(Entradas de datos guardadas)
________________
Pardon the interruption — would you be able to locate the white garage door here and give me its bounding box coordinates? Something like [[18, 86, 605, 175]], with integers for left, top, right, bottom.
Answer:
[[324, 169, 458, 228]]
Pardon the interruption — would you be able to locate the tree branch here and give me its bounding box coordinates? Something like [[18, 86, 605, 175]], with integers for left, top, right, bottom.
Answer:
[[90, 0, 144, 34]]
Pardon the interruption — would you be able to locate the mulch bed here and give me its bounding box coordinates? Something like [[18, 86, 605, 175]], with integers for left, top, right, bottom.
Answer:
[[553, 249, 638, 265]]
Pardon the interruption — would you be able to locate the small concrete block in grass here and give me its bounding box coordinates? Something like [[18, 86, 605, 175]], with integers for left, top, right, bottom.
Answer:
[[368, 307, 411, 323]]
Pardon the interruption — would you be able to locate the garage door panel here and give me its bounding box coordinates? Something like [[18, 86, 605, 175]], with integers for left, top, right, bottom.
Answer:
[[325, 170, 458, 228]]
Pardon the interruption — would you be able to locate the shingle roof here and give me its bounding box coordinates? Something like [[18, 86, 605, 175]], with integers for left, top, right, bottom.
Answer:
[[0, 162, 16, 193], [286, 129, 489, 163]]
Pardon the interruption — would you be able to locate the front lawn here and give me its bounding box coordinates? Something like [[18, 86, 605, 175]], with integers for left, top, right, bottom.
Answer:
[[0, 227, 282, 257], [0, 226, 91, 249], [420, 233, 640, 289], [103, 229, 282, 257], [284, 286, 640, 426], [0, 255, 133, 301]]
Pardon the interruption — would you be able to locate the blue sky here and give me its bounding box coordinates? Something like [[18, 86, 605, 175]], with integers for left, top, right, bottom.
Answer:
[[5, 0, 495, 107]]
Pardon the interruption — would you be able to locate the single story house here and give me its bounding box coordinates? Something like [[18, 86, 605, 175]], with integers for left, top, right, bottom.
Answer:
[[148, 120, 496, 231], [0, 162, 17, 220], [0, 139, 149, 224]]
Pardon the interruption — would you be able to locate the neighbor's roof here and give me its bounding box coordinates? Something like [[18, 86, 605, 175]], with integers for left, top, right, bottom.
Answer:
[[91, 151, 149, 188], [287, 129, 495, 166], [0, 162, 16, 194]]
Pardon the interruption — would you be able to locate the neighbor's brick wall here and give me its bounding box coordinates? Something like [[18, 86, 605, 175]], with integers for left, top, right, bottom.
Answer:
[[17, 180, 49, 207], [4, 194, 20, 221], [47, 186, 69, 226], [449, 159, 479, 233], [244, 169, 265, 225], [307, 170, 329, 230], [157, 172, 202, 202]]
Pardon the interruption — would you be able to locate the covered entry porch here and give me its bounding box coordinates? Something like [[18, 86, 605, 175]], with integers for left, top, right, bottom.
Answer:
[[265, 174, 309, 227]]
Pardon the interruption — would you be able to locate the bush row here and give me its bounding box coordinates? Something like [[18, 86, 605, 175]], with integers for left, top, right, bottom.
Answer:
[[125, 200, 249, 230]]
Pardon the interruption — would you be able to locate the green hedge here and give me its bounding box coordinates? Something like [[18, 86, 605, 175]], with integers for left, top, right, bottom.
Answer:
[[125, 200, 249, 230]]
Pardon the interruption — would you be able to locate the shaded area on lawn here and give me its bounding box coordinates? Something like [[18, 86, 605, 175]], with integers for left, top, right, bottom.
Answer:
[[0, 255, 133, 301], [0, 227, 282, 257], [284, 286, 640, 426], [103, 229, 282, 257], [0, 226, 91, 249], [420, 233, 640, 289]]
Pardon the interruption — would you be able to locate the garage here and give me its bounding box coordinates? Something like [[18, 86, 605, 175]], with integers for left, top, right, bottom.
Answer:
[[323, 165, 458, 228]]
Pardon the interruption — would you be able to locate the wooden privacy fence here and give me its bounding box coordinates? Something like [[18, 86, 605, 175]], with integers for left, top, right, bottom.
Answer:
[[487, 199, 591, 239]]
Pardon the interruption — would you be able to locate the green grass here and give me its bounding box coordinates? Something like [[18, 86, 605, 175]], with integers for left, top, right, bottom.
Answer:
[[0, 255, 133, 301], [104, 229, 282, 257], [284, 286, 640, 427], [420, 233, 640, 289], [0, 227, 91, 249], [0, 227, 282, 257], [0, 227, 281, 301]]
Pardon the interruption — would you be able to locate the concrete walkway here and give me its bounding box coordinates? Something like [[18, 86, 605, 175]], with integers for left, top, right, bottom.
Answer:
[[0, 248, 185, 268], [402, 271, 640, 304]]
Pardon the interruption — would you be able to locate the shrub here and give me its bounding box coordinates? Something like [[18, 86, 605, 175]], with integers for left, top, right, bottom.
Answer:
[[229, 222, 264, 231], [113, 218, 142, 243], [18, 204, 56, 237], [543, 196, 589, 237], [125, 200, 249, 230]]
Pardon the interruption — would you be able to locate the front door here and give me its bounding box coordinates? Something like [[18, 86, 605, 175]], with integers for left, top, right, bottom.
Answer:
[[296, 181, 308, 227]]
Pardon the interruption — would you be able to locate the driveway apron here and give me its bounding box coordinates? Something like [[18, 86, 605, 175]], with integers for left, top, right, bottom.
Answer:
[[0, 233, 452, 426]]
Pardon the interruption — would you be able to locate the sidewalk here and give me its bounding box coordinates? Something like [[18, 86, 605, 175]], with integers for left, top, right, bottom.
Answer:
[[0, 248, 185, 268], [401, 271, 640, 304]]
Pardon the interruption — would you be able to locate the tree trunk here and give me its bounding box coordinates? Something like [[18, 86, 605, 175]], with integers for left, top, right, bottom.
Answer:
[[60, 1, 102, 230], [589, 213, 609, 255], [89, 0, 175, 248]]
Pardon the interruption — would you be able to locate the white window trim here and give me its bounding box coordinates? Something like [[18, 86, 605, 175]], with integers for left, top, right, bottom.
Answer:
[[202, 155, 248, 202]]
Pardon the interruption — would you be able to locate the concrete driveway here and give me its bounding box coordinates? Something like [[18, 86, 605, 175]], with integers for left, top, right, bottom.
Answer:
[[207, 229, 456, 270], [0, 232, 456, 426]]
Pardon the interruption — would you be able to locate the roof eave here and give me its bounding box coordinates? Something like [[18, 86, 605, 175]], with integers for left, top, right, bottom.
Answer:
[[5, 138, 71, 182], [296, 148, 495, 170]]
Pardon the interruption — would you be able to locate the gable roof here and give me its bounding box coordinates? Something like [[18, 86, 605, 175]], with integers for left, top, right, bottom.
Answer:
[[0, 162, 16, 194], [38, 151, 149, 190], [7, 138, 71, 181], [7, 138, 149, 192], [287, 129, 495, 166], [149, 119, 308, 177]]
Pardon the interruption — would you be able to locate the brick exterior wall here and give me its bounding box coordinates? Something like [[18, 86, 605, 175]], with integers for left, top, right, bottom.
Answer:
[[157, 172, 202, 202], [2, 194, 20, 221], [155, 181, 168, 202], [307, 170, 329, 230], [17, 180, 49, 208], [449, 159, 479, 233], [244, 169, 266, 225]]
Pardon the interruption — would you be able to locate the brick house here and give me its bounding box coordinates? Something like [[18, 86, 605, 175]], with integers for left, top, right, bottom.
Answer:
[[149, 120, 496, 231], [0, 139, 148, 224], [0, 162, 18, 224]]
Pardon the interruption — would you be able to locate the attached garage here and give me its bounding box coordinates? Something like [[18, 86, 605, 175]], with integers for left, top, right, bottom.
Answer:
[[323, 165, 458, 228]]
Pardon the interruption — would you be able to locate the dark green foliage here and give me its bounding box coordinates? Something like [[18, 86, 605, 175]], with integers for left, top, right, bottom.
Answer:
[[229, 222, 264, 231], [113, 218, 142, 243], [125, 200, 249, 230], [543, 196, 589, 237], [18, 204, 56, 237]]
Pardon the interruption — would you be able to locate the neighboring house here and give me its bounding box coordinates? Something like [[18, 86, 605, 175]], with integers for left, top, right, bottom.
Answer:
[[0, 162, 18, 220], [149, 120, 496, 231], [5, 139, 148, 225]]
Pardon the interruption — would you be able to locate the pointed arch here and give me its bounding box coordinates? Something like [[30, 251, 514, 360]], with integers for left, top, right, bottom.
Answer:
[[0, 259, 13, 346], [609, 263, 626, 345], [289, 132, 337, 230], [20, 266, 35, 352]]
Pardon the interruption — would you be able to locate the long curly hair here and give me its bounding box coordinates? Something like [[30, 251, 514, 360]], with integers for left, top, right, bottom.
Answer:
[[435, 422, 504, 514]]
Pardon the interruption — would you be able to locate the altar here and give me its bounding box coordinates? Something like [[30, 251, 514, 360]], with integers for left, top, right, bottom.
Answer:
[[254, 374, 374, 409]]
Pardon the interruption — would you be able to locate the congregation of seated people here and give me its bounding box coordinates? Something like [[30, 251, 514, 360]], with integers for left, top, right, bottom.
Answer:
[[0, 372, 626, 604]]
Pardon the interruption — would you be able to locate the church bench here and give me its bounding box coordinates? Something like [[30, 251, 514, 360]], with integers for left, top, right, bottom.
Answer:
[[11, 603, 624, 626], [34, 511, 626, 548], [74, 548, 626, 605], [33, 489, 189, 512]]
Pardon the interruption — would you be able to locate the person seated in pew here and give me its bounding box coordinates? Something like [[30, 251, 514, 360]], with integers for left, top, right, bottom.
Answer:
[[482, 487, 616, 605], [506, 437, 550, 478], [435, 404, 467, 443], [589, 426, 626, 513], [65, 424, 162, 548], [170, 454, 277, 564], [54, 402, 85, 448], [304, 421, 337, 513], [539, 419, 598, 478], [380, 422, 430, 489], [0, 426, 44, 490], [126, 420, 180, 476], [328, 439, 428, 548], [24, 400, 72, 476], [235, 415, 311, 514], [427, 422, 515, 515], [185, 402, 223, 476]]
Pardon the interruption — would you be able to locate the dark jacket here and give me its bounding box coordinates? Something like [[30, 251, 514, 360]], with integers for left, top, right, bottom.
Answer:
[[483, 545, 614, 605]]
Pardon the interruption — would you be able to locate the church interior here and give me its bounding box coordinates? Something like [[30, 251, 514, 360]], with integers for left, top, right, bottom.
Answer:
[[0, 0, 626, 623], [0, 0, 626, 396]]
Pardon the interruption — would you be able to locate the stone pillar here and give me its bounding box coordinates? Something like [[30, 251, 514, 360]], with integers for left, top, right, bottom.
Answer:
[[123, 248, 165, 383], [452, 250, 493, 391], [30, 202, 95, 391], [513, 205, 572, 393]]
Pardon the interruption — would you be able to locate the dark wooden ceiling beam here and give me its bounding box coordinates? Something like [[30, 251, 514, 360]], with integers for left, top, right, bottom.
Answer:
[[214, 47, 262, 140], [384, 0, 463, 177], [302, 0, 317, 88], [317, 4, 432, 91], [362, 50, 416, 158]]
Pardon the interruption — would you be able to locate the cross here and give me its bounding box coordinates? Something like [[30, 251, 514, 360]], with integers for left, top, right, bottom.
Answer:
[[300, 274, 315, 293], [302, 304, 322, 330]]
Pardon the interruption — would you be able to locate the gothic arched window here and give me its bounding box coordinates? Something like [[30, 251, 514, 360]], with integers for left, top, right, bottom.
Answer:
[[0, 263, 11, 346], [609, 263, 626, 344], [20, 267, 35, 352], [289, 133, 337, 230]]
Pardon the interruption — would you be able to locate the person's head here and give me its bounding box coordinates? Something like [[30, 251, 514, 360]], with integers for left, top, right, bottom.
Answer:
________________
◆ Consigna ◆
Pon en una tabla Markdown las líneas que van desde la que contiene "the church interior" hasta la última, ambas incluidas, con las columnas "N.º" y "Línea" y sin las líneas en blanco.

◆ Respuesta ◆
| N.º | Línea |
|---|---|
| 1 | Pardon the interruption — would you be able to locate the church interior here and give me its bounding box coordinates? Something like [[30, 251, 514, 360]], with integers for left, top, right, bottom. |
| 2 | Answer: |
| 3 | [[0, 0, 626, 623], [0, 0, 626, 396]] |
| 4 | Pardon the interruption — would you be able to locate the stone pillar here and give me its bounding box coordinates? Something like [[30, 251, 514, 360]], with integers for left, top, right, bottom. |
| 5 | Answer: |
| 6 | [[123, 248, 165, 383], [452, 250, 493, 391], [30, 202, 95, 391], [513, 205, 572, 393]] |
| 7 | Pardon the interruption — would you be able to locate the dark wooden ceiling beam here and give me its bounding box coordinates? Something like [[30, 251, 514, 360]], with integers for left, top, right, bottom. |
| 8 | Answer: |
| 9 | [[214, 47, 262, 140], [384, 0, 463, 177], [302, 0, 317, 88], [317, 4, 432, 91], [362, 50, 416, 158]] |
| 10 | Pardon the interruption — would you be able to locate the cross here and give me its bounding box coordinates? Something like [[30, 251, 514, 360]], with integers for left, top, right, bottom. |
| 11 | Answer: |
| 12 | [[300, 274, 315, 293], [302, 304, 322, 330]] |
| 13 | Pardon the interruption — would you be able to locate the gothic arched window here and give me its bounding box coordinates? Something like [[30, 251, 514, 360]], with integers for left, top, right, bottom. |
| 14 | Answer: |
| 15 | [[0, 263, 11, 346], [609, 263, 626, 344], [20, 267, 35, 352], [289, 133, 337, 230]] |
| 16 | Pardon the interruption — would you be able to locate the person's head here and give me its bounding box coordinates? Something like [[30, 251, 514, 360]], with integers for left, top, right, bottom. |
| 17 | Answer: |